=== Section Start ===
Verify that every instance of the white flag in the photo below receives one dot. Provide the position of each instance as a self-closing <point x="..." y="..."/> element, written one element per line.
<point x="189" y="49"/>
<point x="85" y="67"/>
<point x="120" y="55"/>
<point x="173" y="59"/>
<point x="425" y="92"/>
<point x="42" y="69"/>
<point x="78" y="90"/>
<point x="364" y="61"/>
=== Section End ===
From the data above, output every line exactly.

Verify that every instance of the white flag in the photo below receives one dot. Provide the position of each instance as a self-closing <point x="..." y="..."/> element, written one element per line.
<point x="189" y="49"/>
<point x="85" y="67"/>
<point x="120" y="55"/>
<point x="173" y="59"/>
<point x="425" y="92"/>
<point x="42" y="69"/>
<point x="78" y="90"/>
<point x="364" y="61"/>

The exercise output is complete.